◆ **Problem statement**: Extract the text of every entry below exactly; leave images out.

[Annotation dataset entries]
==============================

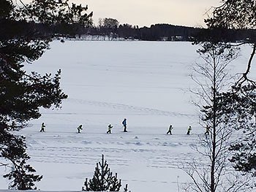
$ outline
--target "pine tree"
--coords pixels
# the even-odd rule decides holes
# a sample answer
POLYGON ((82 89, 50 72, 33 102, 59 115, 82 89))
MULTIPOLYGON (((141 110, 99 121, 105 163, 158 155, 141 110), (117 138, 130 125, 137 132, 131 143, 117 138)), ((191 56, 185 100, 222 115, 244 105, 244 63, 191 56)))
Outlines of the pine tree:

==============================

◆ **Expected answer**:
$ outline
--target "pine tree"
--coords pixels
# the even-odd rule decides holes
# a sample answer
POLYGON ((82 89, 50 72, 33 102, 59 115, 82 89))
MULTIPOLYGON (((141 110, 99 121, 105 163, 158 155, 141 110), (117 138, 130 125, 137 132, 131 143, 117 138)), ((191 56, 185 100, 222 115, 244 105, 244 63, 191 56)))
Outlines of the pine tree:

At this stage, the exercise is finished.